- _Problem to work on_
From the first line to the last, return the data exactly as it stands.
═════ Record excerpts ═════
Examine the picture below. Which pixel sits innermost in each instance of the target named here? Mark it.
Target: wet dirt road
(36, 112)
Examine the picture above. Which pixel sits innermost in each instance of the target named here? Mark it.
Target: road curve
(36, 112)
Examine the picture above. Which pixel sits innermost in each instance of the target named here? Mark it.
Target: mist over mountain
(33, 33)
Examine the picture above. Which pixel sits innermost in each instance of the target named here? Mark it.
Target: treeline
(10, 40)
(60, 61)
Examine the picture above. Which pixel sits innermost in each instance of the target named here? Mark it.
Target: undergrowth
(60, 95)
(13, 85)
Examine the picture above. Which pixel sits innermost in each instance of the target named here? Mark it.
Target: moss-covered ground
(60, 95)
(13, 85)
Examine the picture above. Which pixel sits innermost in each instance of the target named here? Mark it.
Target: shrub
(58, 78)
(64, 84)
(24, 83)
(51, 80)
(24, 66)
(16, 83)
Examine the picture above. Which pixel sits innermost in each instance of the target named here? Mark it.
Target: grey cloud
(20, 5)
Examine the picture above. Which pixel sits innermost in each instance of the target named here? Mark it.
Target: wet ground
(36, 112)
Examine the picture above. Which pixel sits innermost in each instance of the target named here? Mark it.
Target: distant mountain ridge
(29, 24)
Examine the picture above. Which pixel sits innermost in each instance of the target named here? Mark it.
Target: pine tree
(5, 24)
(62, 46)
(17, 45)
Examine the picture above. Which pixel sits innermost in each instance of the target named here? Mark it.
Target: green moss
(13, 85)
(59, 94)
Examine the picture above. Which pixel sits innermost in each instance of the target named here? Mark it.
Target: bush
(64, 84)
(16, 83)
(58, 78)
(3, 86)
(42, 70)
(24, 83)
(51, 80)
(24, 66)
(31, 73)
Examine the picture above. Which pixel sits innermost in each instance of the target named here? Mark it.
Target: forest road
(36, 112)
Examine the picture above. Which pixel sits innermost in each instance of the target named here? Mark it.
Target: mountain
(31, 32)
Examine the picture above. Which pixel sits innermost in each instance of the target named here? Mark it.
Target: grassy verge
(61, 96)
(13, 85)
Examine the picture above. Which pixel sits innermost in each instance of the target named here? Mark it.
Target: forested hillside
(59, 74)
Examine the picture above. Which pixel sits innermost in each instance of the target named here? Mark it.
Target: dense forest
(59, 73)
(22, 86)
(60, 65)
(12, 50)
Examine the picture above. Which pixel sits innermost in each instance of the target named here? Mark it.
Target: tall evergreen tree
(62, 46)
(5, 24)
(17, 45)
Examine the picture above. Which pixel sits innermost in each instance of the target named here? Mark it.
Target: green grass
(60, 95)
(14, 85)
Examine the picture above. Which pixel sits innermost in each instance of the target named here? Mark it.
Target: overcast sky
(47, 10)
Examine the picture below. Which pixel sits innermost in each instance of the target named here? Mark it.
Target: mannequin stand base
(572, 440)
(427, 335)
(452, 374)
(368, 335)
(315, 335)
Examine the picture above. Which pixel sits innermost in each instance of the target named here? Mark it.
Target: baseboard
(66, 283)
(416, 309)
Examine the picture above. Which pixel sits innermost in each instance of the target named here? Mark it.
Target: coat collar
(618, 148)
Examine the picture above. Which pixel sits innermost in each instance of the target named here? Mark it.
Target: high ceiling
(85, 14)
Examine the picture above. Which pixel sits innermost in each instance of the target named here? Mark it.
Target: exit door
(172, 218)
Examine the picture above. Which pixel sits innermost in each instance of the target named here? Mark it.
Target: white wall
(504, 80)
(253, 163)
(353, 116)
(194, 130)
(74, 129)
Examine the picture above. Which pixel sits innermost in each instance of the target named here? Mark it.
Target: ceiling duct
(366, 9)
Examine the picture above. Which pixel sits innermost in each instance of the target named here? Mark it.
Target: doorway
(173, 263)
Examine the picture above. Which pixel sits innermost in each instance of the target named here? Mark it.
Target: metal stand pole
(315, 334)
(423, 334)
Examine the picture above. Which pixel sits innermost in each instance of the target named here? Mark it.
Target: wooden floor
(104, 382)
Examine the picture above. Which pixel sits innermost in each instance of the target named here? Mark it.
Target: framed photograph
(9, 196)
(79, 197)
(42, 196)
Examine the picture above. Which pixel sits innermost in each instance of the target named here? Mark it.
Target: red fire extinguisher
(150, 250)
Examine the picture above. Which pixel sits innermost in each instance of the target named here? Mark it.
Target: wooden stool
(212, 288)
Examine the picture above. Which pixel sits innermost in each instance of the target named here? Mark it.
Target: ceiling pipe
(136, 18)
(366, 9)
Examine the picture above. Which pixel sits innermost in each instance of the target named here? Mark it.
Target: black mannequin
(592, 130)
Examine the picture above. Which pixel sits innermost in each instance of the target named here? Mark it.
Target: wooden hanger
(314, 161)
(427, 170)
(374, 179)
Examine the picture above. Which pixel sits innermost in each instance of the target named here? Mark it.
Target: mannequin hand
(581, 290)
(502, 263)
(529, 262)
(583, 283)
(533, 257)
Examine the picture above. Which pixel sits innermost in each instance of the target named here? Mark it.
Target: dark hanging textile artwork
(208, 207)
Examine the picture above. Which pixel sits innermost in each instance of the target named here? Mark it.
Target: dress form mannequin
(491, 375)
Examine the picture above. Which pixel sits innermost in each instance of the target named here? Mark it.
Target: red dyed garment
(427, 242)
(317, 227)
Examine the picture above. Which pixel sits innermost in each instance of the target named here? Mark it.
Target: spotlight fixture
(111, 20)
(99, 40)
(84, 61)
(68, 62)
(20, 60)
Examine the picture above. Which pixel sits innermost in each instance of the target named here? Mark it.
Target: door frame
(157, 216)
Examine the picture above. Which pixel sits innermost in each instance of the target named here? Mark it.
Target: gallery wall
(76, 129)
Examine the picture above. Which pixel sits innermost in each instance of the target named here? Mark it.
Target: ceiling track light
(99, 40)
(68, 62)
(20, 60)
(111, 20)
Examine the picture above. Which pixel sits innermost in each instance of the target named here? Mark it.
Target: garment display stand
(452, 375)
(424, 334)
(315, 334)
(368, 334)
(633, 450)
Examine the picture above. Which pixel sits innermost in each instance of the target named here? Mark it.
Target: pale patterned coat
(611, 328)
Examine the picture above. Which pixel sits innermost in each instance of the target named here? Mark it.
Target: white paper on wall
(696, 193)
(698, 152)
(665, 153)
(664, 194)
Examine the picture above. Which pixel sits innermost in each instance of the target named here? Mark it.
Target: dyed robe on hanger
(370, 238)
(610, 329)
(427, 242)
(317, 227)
═════
- _Expected answer_
Examine the picture below. Which pixel sits innermost in each instance of the target named here? Mark it.
Target: wet dirt road
(36, 112)
Examine the picture above. Which pixel sits innermost in each instance of the target named here? Mark it.
Target: road curve
(36, 112)
Examine the picture above. Which pixel sits innermost in each instance of the target named here? Mark it.
Target: mist over mountain
(33, 33)
Examine the picture above. Which pixel sits innermost in each instance of the target named here? Mark it.
Target: treeline
(10, 40)
(60, 61)
Examine the picture above. Which pixel sits innermost in each instance of the target named here? Mark it.
Target: undergrowth
(60, 95)
(13, 85)
Examine the picture above. Which pixel sits innermost in each instance of the target named here? Mark it.
Target: moss-covered ground
(60, 95)
(13, 85)
Examine the picture above. Which pixel sits innermost in each instance of the target named here? Mark it.
Target: shrub
(58, 78)
(64, 84)
(24, 83)
(51, 80)
(24, 66)
(16, 83)
Examine the picture above. Which pixel sits innermost in each instance of the target named here? Mark it.
Target: grey cloud
(20, 5)
Examine the picture above. Which pixel sits innermost in each instance of the target named here? Mark it.
Target: wet ground
(36, 112)
Examine the picture above. Which pixel sits innermost in each instance of the target named here? Mark it.
Target: distant mountain ridge
(29, 24)
Examine the picture above. Which pixel sits innermost in each instance of the target named here? Mark it.
Target: pine tree
(5, 24)
(62, 46)
(17, 45)
Examine the picture above. Which pixel sits innermost in each instance of the target named here? Mark it.
Target: green moss
(13, 85)
(59, 94)
Examine the picture above. Which pixel sits innermost in each instance of the target named here? Mark it.
Target: bush
(64, 84)
(16, 83)
(58, 78)
(3, 86)
(42, 70)
(24, 83)
(51, 80)
(24, 66)
(31, 73)
Examine the picture above. Which pixel sits innermost in each instance of the target named here? Mark it.
Target: forest road
(36, 112)
Examine the picture above. Which pixel sits innermost in each instance of the target named here? Mark it.
Target: mountain
(31, 32)
Examine the picture above. Which pixel sits innermost in each instance of the target named here? Mark it.
Target: grassy verge
(61, 96)
(13, 85)
Examine the picture above. Which pixel sits innermost in each instance of the target named here? Mark it.
Target: forested hillside
(59, 74)
Examine the picture above. Which pixel sits innermost in each instance of the target named here? Mark it.
Target: dense forest
(59, 73)
(22, 86)
(60, 65)
(12, 50)
Examine the picture above. Which pixel sits innermost in each instance of the target named here? Mark it.
Target: tall evergreen tree
(62, 46)
(5, 24)
(17, 45)
Examine the picture above. Which pixel sits innermost in each instance of the target named here? Mark it.
Target: green grass
(60, 95)
(14, 85)
Examine the picture above. Which pixel sits innermost in each instance of the target named here? Mark it.
Target: overcast sky
(47, 10)
Examine the picture below. Which pixel sits innermost in each instance of the target named here? Mark it.
Target: mannequin stand base
(572, 440)
(427, 335)
(452, 374)
(368, 335)
(315, 335)
Examine the picture above. Which pixel sits innermost in each instance of the target named here? Mark it.
Target: baseboard
(66, 283)
(416, 309)
Examine the picture above. Which pixel sits innermost in each instance of the target named here? Mark it.
Target: coat collar
(618, 148)
Examine the picture above. Which pixel sits innermost in each instance of the target named here? Mark it.
Target: high ceiling
(85, 14)
Examine the picture above. Which pixel sits innermost in each instance of the target named here? Mark it.
Target: exit door
(172, 218)
Examine the picture above. Which pixel sits innermost in each instance of the target named here? Mark it.
Target: white wall
(504, 80)
(253, 163)
(353, 116)
(194, 130)
(74, 129)
Examine the picture above. Which pixel sits innermost in each instance of the target named here? Mark it.
Target: ceiling duct
(366, 9)
Examine the picture above. Which pixel sits innermost in each instance of the target named here? Mark it.
Target: doorway
(173, 263)
Examine the picture above. Which pixel sits innermost in each instance of the target named here? Mark it.
Target: metal stand pole
(315, 334)
(423, 334)
Examine the picture above. Which pixel sits innermost in each instance of the target named here? Mark it.
Target: wooden floor
(104, 382)
Examine the picture above. Which pixel sits innermost in each instance of the target named here? Mark it.
Target: framed photograph
(9, 196)
(79, 197)
(42, 196)
Examine the picture above. Which pixel sits innermost in each instance of the target named here? Mark it.
Target: red fire extinguisher
(150, 250)
Examine the picture above. Which pixel sits innermost in each instance of the target named here? Mark it.
Target: wooden stool
(212, 288)
Examine the picture above. Which pixel sits innermost in each instance of the target named here? Mark it.
Target: ceiling pipe
(136, 18)
(366, 9)
Examine the picture above. Which pixel sits innermost in each instance of the target named here? Mark it.
Target: black mannequin
(592, 130)
Examine the picture above. Which pixel sits innermost in each instance of the target named here? Mark it.
Target: wooden hanger
(314, 161)
(427, 170)
(374, 179)
Examine the picture above. Which pixel sits innermost in each instance of the target named here? Mark it.
Target: mannequin hand
(581, 290)
(502, 263)
(529, 262)
(583, 283)
(533, 257)
Examine the picture above. Which pixel sits innermost in each instance of the target named here? Mark it.
Target: dark hanging textile artwork
(208, 207)
Examine the picture above. Which pixel sits innermost in each instance of the target named here? Mark it.
Target: dress form mannequin
(491, 375)
Examine the picture above. Which pixel sits innermost in each instance of the target named here? Mark it.
Target: red dyed garment
(427, 242)
(317, 227)
Examine the picture above. Which pixel sits innermost in each instance of the target named here? Mark it.
Target: spotlight fixture
(111, 20)
(99, 40)
(84, 61)
(68, 62)
(20, 60)
Examine the picture above. Which pixel sits innermost in each instance of the target named here? Mark it.
Target: door frame
(157, 216)
Examine the picture above. Which pixel sits innermost in each instance of the target named here? Mark it.
Target: gallery wall
(76, 129)
Examine the picture above. Which pixel sits innermost in each instance of the target named here? Mark it.
Target: ceiling track light
(99, 40)
(68, 62)
(20, 60)
(111, 20)
Examine the picture above. Which pixel sits innermost in each instance of the target named here? Mark it.
Target: garment display stand
(452, 375)
(424, 334)
(315, 334)
(368, 334)
(633, 450)
Examine the picture above. Which pixel sits innermost in each instance of the target named here? Mark it.
Target: pale patterned coat
(611, 328)
Examine the picture above. Which pixel sits innermost in each instance of the target named here? Mark it.
Target: white paper on wall
(696, 193)
(698, 152)
(665, 153)
(664, 194)
Examine the picture above. Which pixel sits innermost in each instance of the target named here? Mark it.
Target: dyed robe on hanger
(370, 238)
(610, 329)
(427, 242)
(317, 227)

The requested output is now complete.